• What is expected:
Word for word, restate the lines from the start of the data below through the line containing "Target: snow-capped mountain".

• Given entries:

☆ ☆ ☆ ☆ ☆ ☆ ☆

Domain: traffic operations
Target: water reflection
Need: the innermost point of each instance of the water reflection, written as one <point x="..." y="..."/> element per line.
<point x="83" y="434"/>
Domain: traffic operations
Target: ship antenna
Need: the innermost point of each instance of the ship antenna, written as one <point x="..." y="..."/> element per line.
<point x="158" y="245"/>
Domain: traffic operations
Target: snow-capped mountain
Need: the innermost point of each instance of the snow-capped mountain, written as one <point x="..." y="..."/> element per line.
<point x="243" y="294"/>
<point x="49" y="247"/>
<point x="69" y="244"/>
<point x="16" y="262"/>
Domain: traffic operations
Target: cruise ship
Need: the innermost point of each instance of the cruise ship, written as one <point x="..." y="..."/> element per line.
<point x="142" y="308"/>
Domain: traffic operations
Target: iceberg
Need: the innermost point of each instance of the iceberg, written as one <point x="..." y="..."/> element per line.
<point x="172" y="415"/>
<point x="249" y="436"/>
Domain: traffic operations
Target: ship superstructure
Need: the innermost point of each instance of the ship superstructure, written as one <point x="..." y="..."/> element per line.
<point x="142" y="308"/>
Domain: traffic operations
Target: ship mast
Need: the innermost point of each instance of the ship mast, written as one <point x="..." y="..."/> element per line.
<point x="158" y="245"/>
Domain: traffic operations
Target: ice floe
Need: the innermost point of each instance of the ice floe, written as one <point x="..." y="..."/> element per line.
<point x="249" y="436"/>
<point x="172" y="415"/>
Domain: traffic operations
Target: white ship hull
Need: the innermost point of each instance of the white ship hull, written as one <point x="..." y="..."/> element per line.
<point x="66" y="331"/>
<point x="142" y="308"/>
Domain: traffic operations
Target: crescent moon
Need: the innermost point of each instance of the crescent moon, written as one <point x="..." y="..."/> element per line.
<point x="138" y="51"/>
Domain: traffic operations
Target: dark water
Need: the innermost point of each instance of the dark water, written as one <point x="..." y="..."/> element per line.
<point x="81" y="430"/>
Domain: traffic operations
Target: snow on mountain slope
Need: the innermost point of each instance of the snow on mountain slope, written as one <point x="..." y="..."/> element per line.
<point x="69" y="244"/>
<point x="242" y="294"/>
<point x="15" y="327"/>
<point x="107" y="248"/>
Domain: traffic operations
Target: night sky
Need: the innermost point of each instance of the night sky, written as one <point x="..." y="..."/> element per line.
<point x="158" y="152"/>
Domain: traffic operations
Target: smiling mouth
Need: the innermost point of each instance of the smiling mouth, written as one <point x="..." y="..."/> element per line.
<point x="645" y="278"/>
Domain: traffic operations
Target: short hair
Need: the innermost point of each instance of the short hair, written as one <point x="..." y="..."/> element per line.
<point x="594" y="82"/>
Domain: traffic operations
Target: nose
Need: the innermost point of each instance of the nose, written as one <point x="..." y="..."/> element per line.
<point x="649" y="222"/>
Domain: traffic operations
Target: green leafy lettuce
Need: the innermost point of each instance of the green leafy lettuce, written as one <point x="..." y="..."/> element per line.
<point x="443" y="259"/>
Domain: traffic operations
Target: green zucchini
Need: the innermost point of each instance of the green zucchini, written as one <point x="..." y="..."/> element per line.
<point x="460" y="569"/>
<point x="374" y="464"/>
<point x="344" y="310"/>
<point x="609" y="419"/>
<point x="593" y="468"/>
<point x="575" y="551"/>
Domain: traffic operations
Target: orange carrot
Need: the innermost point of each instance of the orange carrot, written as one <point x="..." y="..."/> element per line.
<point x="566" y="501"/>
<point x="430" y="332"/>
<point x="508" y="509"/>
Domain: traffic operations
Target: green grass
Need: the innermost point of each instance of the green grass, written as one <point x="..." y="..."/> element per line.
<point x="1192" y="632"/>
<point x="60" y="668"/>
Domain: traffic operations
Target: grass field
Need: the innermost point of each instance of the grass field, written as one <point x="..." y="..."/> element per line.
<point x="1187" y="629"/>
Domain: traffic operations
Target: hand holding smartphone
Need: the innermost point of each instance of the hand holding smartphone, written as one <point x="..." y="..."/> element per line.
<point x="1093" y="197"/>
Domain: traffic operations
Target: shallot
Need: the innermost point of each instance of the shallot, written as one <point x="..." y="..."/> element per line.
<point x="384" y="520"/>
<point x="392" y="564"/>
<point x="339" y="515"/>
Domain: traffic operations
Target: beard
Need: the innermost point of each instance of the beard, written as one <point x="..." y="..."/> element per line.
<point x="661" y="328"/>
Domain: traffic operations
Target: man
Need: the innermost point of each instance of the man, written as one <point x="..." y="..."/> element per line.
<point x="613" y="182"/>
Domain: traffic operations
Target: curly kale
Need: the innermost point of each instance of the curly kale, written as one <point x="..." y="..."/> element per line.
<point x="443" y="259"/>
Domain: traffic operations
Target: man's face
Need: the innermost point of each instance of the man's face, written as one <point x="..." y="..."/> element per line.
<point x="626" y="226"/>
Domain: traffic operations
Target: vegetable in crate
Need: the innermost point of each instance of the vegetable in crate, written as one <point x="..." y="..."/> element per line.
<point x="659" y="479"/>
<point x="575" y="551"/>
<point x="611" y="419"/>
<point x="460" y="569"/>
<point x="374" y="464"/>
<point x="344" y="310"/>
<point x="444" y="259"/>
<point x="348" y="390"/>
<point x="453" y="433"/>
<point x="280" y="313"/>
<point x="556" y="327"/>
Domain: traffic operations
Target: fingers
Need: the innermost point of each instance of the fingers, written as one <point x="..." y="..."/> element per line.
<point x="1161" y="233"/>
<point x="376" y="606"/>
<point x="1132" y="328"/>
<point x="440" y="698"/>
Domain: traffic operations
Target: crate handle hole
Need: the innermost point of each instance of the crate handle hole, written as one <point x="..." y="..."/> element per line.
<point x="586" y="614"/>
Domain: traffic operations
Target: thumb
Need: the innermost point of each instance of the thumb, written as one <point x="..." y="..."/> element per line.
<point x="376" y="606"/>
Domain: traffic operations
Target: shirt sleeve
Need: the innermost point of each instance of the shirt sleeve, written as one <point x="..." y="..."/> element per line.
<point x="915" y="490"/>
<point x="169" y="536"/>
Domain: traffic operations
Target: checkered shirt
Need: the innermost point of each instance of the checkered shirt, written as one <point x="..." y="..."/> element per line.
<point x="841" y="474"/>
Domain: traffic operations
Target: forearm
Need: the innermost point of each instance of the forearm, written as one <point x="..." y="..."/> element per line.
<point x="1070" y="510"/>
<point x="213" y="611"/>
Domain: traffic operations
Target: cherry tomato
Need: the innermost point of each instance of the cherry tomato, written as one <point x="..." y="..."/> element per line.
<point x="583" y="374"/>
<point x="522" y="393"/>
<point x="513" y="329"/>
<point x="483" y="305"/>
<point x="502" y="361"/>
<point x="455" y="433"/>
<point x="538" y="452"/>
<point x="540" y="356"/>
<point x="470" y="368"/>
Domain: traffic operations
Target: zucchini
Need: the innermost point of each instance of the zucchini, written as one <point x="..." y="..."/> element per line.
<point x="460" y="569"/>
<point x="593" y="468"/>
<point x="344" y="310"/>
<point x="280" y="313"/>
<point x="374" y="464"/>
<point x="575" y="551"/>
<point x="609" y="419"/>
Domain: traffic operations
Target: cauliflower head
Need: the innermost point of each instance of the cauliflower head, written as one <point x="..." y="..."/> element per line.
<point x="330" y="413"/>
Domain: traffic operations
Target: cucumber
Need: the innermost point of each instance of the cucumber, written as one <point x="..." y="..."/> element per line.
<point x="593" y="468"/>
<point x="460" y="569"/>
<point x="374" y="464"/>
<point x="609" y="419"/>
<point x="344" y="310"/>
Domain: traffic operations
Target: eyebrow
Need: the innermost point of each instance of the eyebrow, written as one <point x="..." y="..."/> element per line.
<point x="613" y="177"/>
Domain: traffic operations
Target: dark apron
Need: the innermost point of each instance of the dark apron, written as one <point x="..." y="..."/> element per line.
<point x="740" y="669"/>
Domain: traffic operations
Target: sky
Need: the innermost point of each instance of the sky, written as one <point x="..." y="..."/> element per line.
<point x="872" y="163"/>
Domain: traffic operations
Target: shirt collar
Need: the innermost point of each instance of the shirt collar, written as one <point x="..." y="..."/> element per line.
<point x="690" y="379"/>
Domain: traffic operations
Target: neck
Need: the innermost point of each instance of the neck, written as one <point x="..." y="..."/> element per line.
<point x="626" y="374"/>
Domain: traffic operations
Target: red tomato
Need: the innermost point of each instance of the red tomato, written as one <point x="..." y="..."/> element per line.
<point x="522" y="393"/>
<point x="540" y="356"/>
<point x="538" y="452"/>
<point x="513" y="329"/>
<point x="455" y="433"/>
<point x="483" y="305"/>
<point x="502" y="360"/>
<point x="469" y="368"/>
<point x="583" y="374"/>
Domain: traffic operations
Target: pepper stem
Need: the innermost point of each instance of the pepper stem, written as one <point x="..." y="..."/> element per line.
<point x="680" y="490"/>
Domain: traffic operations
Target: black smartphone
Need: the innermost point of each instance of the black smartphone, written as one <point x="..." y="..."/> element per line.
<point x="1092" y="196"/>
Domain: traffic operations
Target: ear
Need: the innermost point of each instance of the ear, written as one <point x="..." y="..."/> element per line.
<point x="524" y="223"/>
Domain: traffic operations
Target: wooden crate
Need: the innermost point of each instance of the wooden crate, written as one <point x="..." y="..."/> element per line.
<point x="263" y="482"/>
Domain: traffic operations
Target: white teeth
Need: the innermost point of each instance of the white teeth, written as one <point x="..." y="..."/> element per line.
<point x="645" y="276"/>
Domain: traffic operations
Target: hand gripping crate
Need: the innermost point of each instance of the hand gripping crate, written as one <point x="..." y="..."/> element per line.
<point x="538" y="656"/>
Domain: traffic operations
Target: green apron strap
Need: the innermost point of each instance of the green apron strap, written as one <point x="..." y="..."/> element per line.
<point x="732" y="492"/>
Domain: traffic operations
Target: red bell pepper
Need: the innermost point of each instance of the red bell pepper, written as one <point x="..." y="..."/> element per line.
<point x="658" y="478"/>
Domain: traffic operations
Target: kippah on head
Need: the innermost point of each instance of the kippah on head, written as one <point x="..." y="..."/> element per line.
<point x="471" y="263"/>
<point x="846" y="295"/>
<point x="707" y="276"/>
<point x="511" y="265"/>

☆ ☆ ☆ ☆ ☆ ☆ ☆

• Result of the exercise:
Domain: traffic operations
Target: water reflection
Need: the innermost point of each instance of the water reflection, written as one <point x="..." y="..."/> element per line.
<point x="83" y="434"/>
Domain: traffic operations
Target: ship antenna
Need: the innermost point of each instance of the ship antenna, written as one <point x="..." y="..."/> element per line.
<point x="158" y="245"/>
Domain: traffic operations
Target: snow-capped mountain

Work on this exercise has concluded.